> **Passage to read**:
Some patients have a return of ALL cells in the marrow and a decrease in normal blood cells after remission. This is called a relapse.
Patients with relapsed ALL may be
- Treated with the same drugs as newly diagnosed patients
- Given different drugs
- Given an allogeneic stem cell transplantation if they have a matched donor.
Some patients still have ALL cells in their bone marrow after treatment. This is called refractory leukemia.
For patients with refractory ALL
- Drugs that were not used in the first round of treatment may be given
- An allogeneic stem cell transplant may also be a part of treatment.
The FDA has approved these drugs for relapsed and refractory patients.
- Inotuzumab ozogamicin (BESPONSATM) is approved for the treatment of adults with relapsed or refractory B-cell precursor ALL.

> **Excerpted records**:
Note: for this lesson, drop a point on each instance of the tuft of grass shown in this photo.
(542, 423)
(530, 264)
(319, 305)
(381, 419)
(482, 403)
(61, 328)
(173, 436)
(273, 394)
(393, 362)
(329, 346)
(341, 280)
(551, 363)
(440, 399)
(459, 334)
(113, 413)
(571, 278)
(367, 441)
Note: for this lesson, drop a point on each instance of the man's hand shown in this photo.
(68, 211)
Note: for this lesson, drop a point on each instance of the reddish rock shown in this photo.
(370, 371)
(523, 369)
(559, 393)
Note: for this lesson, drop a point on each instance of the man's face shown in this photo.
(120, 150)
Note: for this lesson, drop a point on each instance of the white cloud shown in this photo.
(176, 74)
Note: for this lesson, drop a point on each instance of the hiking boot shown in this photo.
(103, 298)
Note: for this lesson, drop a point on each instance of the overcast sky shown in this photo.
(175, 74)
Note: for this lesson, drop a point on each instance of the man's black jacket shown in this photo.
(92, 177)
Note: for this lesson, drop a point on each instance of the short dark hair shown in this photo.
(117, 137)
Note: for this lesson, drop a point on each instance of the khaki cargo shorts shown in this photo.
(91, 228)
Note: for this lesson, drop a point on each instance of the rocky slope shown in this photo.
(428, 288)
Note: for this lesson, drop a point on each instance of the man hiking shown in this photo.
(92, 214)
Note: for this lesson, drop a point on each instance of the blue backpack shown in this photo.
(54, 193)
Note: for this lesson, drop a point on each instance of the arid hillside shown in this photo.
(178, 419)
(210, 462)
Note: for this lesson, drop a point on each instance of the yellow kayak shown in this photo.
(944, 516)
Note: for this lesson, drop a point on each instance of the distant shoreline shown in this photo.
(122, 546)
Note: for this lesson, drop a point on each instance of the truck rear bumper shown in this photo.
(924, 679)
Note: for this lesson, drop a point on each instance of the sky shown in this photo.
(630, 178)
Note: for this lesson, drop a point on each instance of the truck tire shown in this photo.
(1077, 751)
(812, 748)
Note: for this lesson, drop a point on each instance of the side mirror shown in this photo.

> **Instructions**:
(a) Based on the passage on relapsed and refractory ALL, decide whether each statement below agrees with it. For each, answer yes or no and quote the words of the passage that decide it.
(i) The term "relapse" refers to patients who still have ALL cells in their bone marrow after treatment.
(ii) Patients with relapsed ALL may receive an allogeneic stem cell transplantation if they have a matched donor.
(iii) Inotuzumab ozogamicin is approved for children with relapsed or refractory B-cell precursor ALL.
(b) Using the passage on relapsed and refractory ALL, answer these questions briefly:
(i) What is the return of ALL cells in the marrow, with a decrease in normal blood cells, after remission called?
(ii) Which drugs may be given to patients with refractory ALL?
(iii) Which agency has approved drugs for relapsed and refractory patients?
(c) Extend the passage on relapsed and refractory ALL, picking up after its last sentence.

> **Answers for the exercise**:
(a)
(i) No: "Some patients still have ALL cells in their bone marrow after treatment. This is called refractory leukemia."
(ii) Yes: "Given an allogeneic stem cell transplantation if they have a matched donor."
(iii) No: "approved for the treatment of adults with relapsed or refractory B-cell precursor ALL."

(b)
(i) A relapse.
(ii) Drugs that were not used in the first round of treatment.
(iii) The FDA.

(c)
- Liposomal vincristine (Marqibo®) is approved for adult patients with Ph chromosome-negative ALL who have relapsed two or more times. It is also approved for patients whose leukemia has progressed following two or more regimens of therapy.
- Nelarabine (Arranon®) is approved for patients with relapsed T-cell ALL.
- Blinatumomab (Blincyto®) is approved to treat patients with Ph chromosome-negative precursor B-cell ALL for patients whose cancer relapsed or was refractory.
- Clofarabine (Clolar®) is approved by the FDA to treat children (from age 1 to 21) with relapsed or refractory ALL after they have received at least two prior chemotherapy regimens.